## Consignes:
1. D'après l'extrait, à quelle date Bernard-Henri Lévy lança-t-il les « nouveaux philosophes » sur le marché de la culture ?
2. Reproduisez à l'identique le passage de l'extrait qui s'ouvre sur les mots « et de la politique, car » et se referme sur « manipulation de l'opinion. ».

## Extrait:
....
10 novembre 2015

Mort d'un anticommuniste zoologique

André Glücksmann est mort. Voici ce que Roger Garaudy disait des "ni nouveaux ni  philosophes" (BHL, Glücksmann, Clavel, Brückner,...) il y a quelques années:

« Nouveaux philosophes »? - Non : nouvelle sophistique
De ce qu'il est convenu d'appeler les « nouveaux
philosophes », nous n'évoquons pas la « philosophie », car
ce courant idéologique n'en comporte aucune, mais seulement
les mécanismes de leur utilisation au niveau des « médias »
et de la politique, car ces mécanismes sont significatifs de
l'usage que le pouvoir, - celui de l'argent ou celui de l'État -
peut faire de la « philosophie universitaire » (celle qui
d'ordinaire enseigne la philosophie pour fabriquer d'autres
professeurs de philosophie) lorsqu'on veut s'en servir pour des
manoeuvres politiques. L'on retourne ainsi au commencement,
c'est-à-dire à l'époque de l'utilisation mercantile des « sophistes
» grecs pour la manipulation de l'opinion.
Le lancement, sur le marché de la culture, avec les
méthodes du marketing et du « show business », richement
orchestré par les médias, fut l'oeuvre, en juin 1976, de
Bernard-Henri Lévy.
Le noyau initial du groupe était constitué par d'anciens
« maoïstes » du grand mouvement de 1968. Se déclarant
déçus par le « mouvement », après sa défaite, ils se
caractérisaient par un anticommunisme zoologique. Le pouvoir
les accueillit donc volontiers, et nul ne reprochera à aucun
d'eux d'avoir été « stalinien » ou « maoïste », pas plus qu'en
Italie l'on ne reproche aux « pentiti », aux « repentis » des
Brigades Rouges, qui dénoncent leurs anciens camarades à
la police, d'avoir été « brigadistes ».
A la suite d'un débat sur le marxisme à la télévision
espagnole, à Madrid, auquel participait le Secrétaire général
du Parti communiste espagnol, le Maire de Madrid, un ancien
ministre de Franco, et deux français : Bernard-Henri Lévy
et moi-même, je dis à Bernard-Henri Lévy : « Ici, l'on n'avait
vraiment pas besoin de toi pour répéter, une fois de plus, à
la télévision espagnole ce que les "franquistes" y ont rabâché
pendant quarante ans sur "le marxisme" ! »
....
(Données d'identification des positions)
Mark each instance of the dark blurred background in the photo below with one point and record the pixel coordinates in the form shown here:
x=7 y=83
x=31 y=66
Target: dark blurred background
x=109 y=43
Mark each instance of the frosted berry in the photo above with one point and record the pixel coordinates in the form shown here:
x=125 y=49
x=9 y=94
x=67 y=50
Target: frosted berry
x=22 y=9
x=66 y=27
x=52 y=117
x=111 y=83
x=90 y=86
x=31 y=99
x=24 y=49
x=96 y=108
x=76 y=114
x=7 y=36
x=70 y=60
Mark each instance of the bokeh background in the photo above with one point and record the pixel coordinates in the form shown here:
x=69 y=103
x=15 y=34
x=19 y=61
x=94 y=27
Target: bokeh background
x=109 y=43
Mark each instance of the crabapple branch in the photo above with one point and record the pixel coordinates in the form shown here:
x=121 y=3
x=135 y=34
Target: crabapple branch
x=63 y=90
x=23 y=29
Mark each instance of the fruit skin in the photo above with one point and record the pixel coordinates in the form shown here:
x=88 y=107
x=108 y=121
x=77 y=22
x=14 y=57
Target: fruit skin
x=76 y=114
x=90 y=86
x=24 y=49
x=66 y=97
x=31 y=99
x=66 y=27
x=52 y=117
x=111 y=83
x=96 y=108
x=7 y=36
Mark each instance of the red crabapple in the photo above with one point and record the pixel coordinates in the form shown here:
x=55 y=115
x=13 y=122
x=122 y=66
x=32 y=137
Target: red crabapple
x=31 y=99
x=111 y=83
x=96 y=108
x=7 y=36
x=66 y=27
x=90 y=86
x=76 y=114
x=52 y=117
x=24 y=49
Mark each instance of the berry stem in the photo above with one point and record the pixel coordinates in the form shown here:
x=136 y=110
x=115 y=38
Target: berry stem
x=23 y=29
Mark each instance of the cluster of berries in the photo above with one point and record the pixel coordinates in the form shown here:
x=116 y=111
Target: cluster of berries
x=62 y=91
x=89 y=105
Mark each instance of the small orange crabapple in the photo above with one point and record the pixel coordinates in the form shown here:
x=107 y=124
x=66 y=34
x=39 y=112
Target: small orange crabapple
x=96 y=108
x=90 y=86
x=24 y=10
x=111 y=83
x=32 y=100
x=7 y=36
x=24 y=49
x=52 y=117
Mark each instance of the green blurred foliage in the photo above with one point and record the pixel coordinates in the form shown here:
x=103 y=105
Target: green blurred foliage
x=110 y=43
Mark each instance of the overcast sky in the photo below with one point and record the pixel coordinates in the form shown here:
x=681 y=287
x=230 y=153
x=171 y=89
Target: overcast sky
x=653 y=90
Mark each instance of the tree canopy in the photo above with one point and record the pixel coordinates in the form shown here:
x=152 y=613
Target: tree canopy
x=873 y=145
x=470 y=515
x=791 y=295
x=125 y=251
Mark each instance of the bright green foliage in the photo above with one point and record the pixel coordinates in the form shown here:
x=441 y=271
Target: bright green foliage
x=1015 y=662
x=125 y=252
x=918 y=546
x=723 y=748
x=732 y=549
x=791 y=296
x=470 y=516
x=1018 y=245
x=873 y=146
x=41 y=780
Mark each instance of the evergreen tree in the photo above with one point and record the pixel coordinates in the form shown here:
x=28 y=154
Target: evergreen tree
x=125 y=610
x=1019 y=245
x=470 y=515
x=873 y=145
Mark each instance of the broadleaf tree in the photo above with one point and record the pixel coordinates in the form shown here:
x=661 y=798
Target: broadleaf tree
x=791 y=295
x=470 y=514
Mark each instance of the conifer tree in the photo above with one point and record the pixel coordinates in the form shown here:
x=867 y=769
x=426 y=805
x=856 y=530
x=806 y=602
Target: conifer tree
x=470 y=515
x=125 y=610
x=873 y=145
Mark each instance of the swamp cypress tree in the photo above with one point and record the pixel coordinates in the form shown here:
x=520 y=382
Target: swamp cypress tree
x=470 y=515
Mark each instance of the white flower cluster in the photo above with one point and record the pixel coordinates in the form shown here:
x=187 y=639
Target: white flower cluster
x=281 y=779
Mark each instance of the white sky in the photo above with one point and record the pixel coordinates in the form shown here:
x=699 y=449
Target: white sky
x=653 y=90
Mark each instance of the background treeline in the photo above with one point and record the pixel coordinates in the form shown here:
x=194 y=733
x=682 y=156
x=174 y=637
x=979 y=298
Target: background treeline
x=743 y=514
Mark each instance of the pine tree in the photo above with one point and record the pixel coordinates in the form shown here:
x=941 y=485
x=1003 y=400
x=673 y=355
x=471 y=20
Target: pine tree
....
## Corrigé:
1. En juin 1976.

2.
et de la politique, car ces mécanismes sont significatifs de
l'usage que le pouvoir, - celui de l'argent ou celui de l'État -
peut faire de la « philosophie universitaire » (celle qui
d'ordinaire enseigne la philosophie pour fabriquer d'autres
professeurs de philosophie) lorsqu'on veut s'en servir pour des
manoeuvres politiques. L'on retourne ainsi au commencement,
c'est-à-dire à l'époque de l'utilisation mercantile des « sophistes
» grecs pour la manipulation de l'opinion.